Infrastructure Testing: From Unit to Production

Infrastructure as code changed how we provision systems. But code without tests is just hope. Infrastructure testing ensures your IaC works before it hits production.

Here’s how to test infrastructure at every level.

Testing Pyramid for Infrastructure

                    ┌─────────────┐
                   │  Production  │
                   │   Validation │ (smoke tests, synthetic monitoring)
                  ├───────────────┤
                 │   Integration   │
                │     Tests        │ (real resources, sandbox)
               ├───────────────────┤
              │    Contract Tests   │
             │  (policy, compliance) │
            ├─────────────────────────┤
           │        Unit Tests         │
          │  (syntax, logic, mocking)   │
         └───────────────────────────────┘

More tests at the bottom (fast, cheap), fewer at the top (slow, expensive).

Unit Testing

Terraform Validation

# Built-in validation
terraform validate

# Format check
terraform fmt -check

# Custom validation rules
variable "environment" {
  type = string
  validation {
    condition     = contains(["dev", "staging", "prod"], var.environment)
    error_message = "Environment must be dev, staging, or prod."
  }
}

Terraform with Terratest

// test/vpc_test.go
package test

import (
    "testing"

**REQUESTS**
1) In the infrastructure testing page, which two things does the Contract Tests layer of the pyramid cover?
2) Please retype the stretch of the infrastructure testing page from "Testing Pyramid for" through "(real resources, sandbox)".

**ITEMS**
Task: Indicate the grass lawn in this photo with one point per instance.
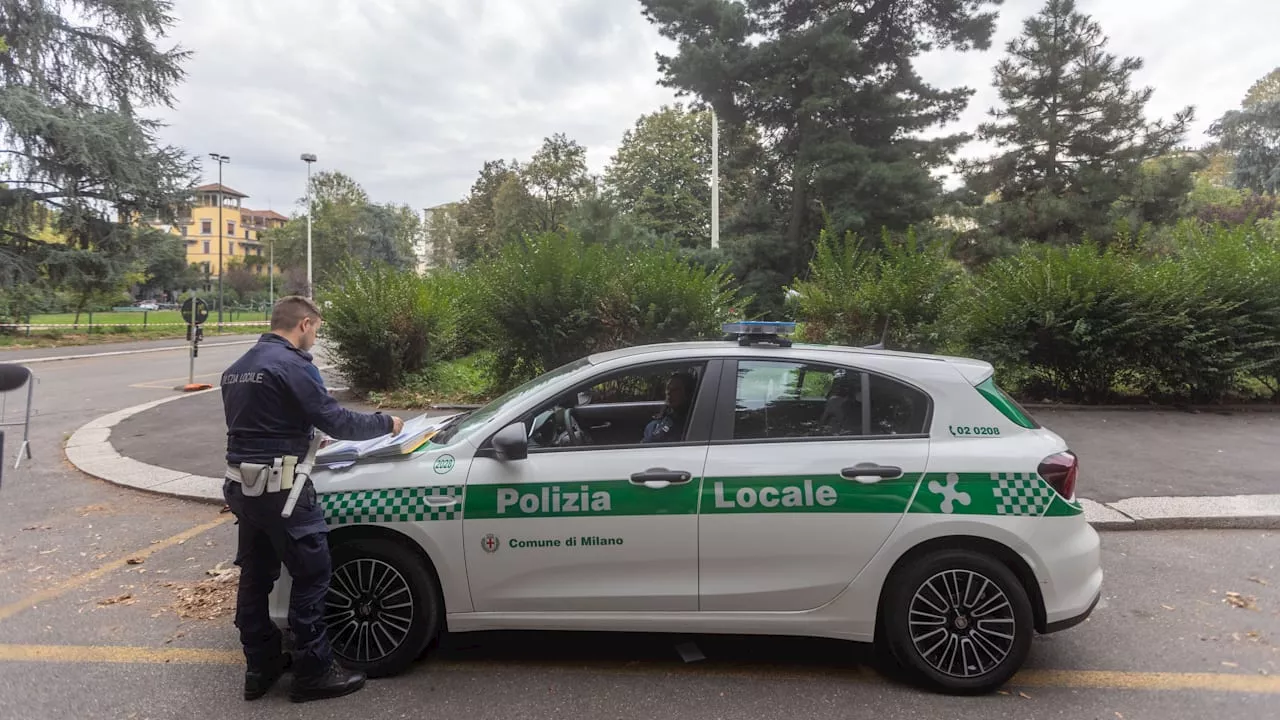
(158, 317)
(113, 333)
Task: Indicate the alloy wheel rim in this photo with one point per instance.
(369, 610)
(961, 623)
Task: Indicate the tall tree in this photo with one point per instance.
(346, 227)
(476, 222)
(71, 80)
(1252, 136)
(557, 180)
(832, 89)
(1072, 131)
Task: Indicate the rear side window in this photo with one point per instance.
(780, 400)
(1008, 406)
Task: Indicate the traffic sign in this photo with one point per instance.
(201, 311)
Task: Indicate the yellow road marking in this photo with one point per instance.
(50, 593)
(1096, 679)
(118, 654)
(1115, 679)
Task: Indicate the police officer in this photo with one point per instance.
(670, 424)
(273, 396)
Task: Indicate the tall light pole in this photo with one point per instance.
(714, 181)
(309, 158)
(222, 160)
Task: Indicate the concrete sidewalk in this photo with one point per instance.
(1139, 469)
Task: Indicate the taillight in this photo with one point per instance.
(1059, 470)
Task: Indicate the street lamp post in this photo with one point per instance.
(309, 158)
(222, 160)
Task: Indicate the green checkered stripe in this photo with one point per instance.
(398, 505)
(1022, 493)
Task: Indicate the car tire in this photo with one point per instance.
(396, 610)
(958, 620)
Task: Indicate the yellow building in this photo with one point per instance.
(236, 227)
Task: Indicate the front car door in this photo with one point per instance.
(594, 519)
(810, 468)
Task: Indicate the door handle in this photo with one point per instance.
(869, 473)
(658, 478)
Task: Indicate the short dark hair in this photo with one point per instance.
(685, 379)
(291, 310)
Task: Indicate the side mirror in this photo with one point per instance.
(511, 442)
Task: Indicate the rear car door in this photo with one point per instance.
(603, 525)
(810, 468)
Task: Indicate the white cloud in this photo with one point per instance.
(412, 96)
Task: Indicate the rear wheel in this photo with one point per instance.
(958, 620)
(383, 606)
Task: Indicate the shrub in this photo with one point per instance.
(1061, 318)
(855, 295)
(552, 299)
(1219, 296)
(387, 323)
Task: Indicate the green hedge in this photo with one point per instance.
(552, 299)
(388, 323)
(1189, 314)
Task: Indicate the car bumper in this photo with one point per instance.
(1069, 572)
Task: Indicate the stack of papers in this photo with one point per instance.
(415, 434)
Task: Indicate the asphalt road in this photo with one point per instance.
(85, 633)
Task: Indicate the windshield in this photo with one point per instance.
(480, 417)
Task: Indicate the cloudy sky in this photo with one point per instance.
(412, 96)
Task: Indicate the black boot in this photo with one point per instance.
(260, 678)
(333, 682)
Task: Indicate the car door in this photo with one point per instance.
(592, 528)
(810, 468)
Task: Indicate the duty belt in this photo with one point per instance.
(284, 474)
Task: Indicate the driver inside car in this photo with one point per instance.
(670, 424)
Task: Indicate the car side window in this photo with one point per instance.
(809, 400)
(652, 404)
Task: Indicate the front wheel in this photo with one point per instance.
(383, 606)
(959, 620)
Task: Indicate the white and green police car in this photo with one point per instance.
(818, 491)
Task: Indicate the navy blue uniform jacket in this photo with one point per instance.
(273, 396)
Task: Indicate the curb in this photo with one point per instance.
(90, 450)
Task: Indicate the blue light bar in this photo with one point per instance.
(759, 327)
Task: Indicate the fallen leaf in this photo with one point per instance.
(1242, 601)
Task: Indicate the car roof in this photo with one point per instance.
(974, 370)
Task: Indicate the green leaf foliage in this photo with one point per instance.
(388, 323)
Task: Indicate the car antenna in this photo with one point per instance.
(883, 337)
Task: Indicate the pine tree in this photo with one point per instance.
(82, 163)
(831, 87)
(1072, 131)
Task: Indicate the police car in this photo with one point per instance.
(798, 490)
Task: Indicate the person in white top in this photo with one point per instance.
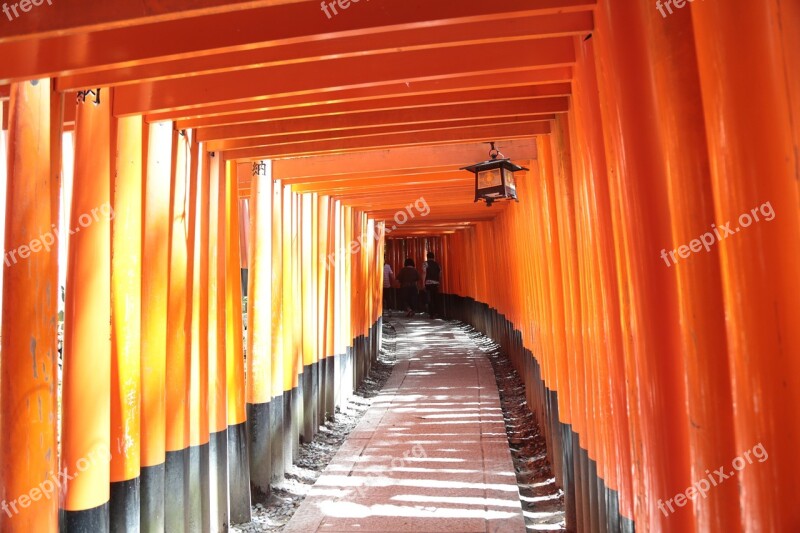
(388, 284)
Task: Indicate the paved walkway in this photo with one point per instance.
(430, 453)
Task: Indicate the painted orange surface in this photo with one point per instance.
(643, 129)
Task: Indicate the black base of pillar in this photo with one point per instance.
(198, 516)
(218, 480)
(589, 505)
(258, 428)
(288, 402)
(151, 515)
(175, 489)
(124, 506)
(276, 439)
(238, 474)
(93, 520)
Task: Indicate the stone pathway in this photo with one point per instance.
(431, 452)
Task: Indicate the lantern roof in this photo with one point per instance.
(494, 163)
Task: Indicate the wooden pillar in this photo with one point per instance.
(276, 418)
(126, 331)
(259, 330)
(701, 304)
(238, 467)
(155, 283)
(217, 379)
(179, 321)
(86, 385)
(29, 357)
(308, 345)
(286, 355)
(589, 135)
(746, 76)
(198, 510)
(648, 290)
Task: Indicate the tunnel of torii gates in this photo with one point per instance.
(155, 149)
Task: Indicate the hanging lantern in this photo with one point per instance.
(494, 178)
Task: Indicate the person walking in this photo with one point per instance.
(409, 278)
(431, 279)
(388, 285)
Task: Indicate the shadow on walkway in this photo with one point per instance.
(431, 452)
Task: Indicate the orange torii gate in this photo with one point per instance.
(652, 358)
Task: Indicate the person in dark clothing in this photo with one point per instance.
(408, 278)
(432, 276)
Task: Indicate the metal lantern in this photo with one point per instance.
(494, 178)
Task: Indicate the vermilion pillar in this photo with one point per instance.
(746, 77)
(86, 400)
(259, 331)
(199, 498)
(28, 357)
(239, 471)
(276, 417)
(181, 258)
(155, 282)
(217, 379)
(648, 290)
(307, 377)
(286, 355)
(595, 193)
(700, 297)
(126, 332)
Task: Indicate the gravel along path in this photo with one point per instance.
(315, 455)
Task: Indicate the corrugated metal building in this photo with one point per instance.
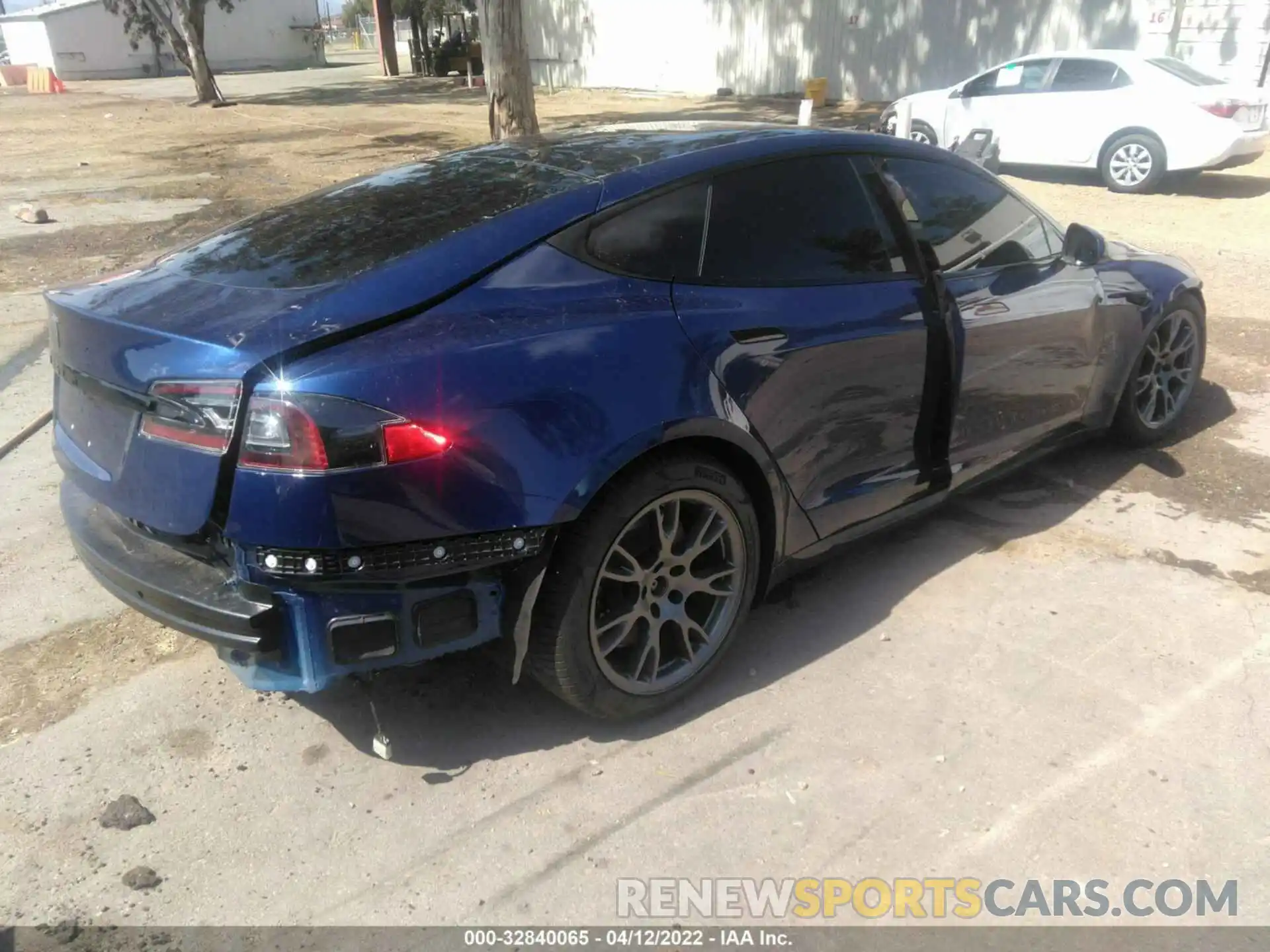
(870, 50)
(80, 40)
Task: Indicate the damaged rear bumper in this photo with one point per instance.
(193, 597)
(298, 621)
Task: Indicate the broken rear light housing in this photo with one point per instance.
(290, 432)
(196, 414)
(314, 433)
(1223, 108)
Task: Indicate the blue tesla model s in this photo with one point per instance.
(593, 395)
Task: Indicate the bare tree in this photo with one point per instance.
(507, 70)
(181, 24)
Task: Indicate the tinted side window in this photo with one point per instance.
(1014, 78)
(794, 221)
(658, 239)
(1083, 75)
(969, 220)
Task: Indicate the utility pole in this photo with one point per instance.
(1176, 28)
(385, 27)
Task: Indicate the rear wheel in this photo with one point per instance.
(647, 590)
(1133, 164)
(1164, 376)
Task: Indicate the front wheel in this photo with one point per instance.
(1164, 376)
(648, 589)
(1133, 164)
(919, 132)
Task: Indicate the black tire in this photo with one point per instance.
(919, 127)
(1128, 426)
(1184, 178)
(1113, 164)
(560, 654)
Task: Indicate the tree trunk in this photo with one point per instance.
(507, 70)
(190, 22)
(386, 30)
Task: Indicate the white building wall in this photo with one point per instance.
(28, 44)
(262, 33)
(88, 42)
(868, 48)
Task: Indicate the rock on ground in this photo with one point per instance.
(126, 813)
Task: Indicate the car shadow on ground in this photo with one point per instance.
(460, 710)
(1209, 184)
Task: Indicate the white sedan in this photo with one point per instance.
(1132, 117)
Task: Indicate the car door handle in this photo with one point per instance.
(991, 307)
(760, 335)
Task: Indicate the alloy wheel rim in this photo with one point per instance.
(1166, 371)
(667, 593)
(1130, 164)
(916, 135)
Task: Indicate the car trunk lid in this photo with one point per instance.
(285, 282)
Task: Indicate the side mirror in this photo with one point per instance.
(1083, 245)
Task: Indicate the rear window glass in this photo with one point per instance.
(341, 231)
(1185, 71)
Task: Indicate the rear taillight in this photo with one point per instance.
(1223, 108)
(312, 433)
(197, 414)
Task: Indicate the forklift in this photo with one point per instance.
(451, 48)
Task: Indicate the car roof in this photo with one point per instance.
(636, 158)
(1119, 56)
(603, 151)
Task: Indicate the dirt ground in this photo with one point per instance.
(1061, 676)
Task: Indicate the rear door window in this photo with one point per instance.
(968, 219)
(795, 221)
(1013, 78)
(658, 239)
(1087, 75)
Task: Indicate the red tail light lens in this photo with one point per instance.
(281, 436)
(313, 433)
(409, 441)
(1226, 108)
(197, 414)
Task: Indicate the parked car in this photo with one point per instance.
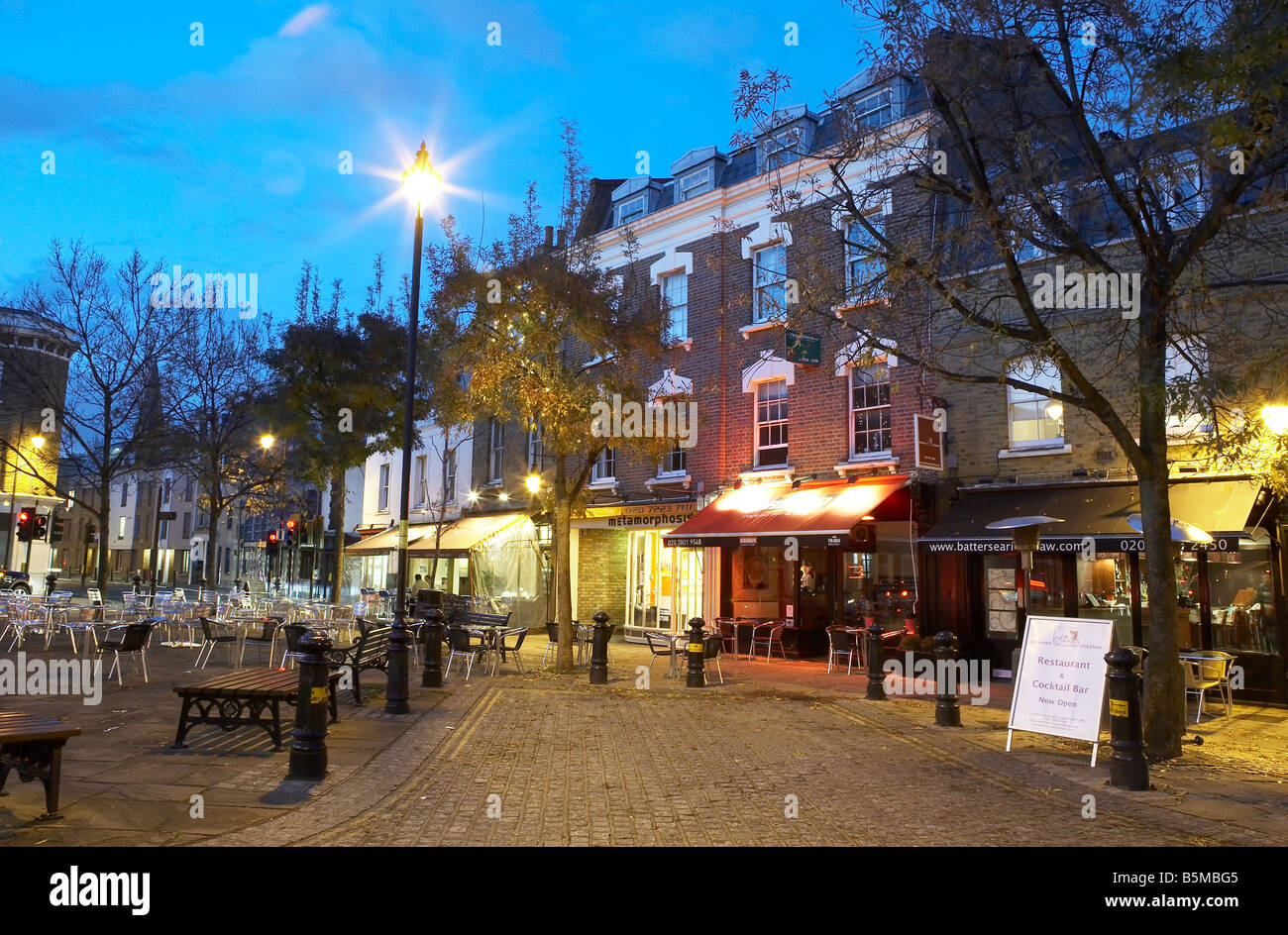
(17, 581)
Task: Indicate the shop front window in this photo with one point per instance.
(879, 587)
(1104, 592)
(664, 584)
(1243, 607)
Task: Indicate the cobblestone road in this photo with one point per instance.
(533, 766)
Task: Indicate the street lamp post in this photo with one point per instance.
(419, 181)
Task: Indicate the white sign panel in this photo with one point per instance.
(1060, 684)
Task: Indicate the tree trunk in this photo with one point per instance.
(1164, 686)
(563, 566)
(215, 513)
(339, 496)
(104, 498)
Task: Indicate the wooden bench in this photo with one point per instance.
(34, 747)
(372, 651)
(248, 697)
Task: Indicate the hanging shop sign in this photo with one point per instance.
(930, 443)
(634, 517)
(803, 348)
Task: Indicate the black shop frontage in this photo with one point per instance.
(1229, 591)
(809, 556)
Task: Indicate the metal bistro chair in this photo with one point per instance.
(502, 647)
(81, 621)
(728, 635)
(215, 633)
(267, 638)
(765, 635)
(840, 642)
(658, 646)
(1207, 673)
(467, 644)
(553, 636)
(711, 648)
(127, 639)
(292, 633)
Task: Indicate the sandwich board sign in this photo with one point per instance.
(1060, 680)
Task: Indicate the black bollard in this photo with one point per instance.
(308, 738)
(432, 675)
(599, 649)
(697, 656)
(876, 657)
(1128, 769)
(948, 712)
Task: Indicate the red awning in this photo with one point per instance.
(816, 513)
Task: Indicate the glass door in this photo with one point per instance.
(664, 584)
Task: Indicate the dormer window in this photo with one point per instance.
(695, 183)
(789, 137)
(632, 209)
(875, 110)
(781, 149)
(635, 198)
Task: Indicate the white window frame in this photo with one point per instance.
(421, 480)
(686, 188)
(675, 335)
(763, 281)
(1030, 371)
(861, 114)
(536, 447)
(604, 470)
(496, 453)
(881, 377)
(683, 470)
(758, 402)
(382, 488)
(881, 214)
(1179, 367)
(778, 143)
(626, 207)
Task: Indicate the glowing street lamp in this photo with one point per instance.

**RESULTS FOR THE EXERCISE**
1) Policy and compliance.

2)
Testing Pyramid for Infrastructure

                    ┌─────────────┐
                   │  Production  │
                   │   Validation │ (smoke tests, synthetic monitoring)
                  ├───────────────┤
                 │   Integration   │
                │     Tests        │ (real resources, sandbox)